• EXERCISE DESCRIPTION: Return verbatim the run of lines that opens with the line holding "Wildlife-tally request: point out every instance of the dark" and closes with the last line of the records.

# Start of EXCERPTED DATA

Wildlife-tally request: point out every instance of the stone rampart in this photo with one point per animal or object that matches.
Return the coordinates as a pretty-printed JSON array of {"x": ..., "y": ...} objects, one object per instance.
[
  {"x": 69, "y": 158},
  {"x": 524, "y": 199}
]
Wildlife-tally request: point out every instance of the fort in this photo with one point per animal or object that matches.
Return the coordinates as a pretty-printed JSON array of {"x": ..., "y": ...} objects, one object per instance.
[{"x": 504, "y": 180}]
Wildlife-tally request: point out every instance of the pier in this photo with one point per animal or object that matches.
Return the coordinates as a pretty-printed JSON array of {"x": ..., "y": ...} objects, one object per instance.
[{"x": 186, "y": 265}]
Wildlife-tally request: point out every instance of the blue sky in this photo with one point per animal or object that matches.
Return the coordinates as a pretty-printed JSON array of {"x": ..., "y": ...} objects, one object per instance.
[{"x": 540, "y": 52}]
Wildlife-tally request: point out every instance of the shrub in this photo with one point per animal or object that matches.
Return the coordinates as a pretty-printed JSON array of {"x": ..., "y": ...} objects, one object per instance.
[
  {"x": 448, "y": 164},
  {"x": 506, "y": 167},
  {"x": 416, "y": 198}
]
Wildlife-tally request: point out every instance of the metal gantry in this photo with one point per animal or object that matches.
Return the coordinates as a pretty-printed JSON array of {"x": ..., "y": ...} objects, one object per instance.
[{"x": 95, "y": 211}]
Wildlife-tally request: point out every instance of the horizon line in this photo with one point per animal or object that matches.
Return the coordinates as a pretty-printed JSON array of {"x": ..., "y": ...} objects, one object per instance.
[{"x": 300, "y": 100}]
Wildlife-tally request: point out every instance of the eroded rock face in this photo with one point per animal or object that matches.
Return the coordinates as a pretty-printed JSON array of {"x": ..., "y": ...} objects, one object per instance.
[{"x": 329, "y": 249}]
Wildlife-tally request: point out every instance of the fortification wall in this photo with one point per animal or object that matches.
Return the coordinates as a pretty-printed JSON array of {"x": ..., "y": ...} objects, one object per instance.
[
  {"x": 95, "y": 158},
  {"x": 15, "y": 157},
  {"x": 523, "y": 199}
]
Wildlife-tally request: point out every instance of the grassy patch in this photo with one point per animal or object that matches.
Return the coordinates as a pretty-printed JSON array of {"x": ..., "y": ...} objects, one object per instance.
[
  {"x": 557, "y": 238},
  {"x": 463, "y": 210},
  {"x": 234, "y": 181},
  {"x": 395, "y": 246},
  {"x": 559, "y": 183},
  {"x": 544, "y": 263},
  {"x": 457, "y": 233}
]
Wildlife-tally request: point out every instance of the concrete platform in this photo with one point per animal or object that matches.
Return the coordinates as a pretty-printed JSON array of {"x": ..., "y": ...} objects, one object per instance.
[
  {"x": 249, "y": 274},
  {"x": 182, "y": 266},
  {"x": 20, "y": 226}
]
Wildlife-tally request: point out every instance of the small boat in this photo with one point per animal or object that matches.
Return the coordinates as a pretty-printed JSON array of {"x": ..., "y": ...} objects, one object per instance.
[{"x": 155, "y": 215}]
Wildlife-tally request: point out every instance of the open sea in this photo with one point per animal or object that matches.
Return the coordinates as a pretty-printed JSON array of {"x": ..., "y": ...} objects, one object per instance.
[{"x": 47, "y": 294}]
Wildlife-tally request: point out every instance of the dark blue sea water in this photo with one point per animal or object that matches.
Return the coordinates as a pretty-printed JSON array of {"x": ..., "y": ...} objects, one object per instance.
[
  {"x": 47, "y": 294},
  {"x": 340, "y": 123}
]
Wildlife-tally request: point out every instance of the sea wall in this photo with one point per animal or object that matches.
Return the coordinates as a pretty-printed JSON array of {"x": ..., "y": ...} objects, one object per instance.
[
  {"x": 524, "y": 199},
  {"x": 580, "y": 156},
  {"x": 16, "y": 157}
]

# End of EXCERPTED DATA

• WRITTEN ANSWER:
Wildlife-tally request: point out every instance of the dark blue sea water in this photo with one point per animal or object that matches.
Return the coordinates as a pretty-printed JSON array of {"x": ..., "y": ...} objects, one object per instance.
[
  {"x": 47, "y": 294},
  {"x": 340, "y": 123}
]
Wildlife-tally request: point out every instance of the sea wall in this photo with one point per animal or object that matches.
Return the coordinates as a pretty-printed JSON array of {"x": ..., "y": ...} objects, one object per instance.
[
  {"x": 524, "y": 199},
  {"x": 580, "y": 156},
  {"x": 16, "y": 157}
]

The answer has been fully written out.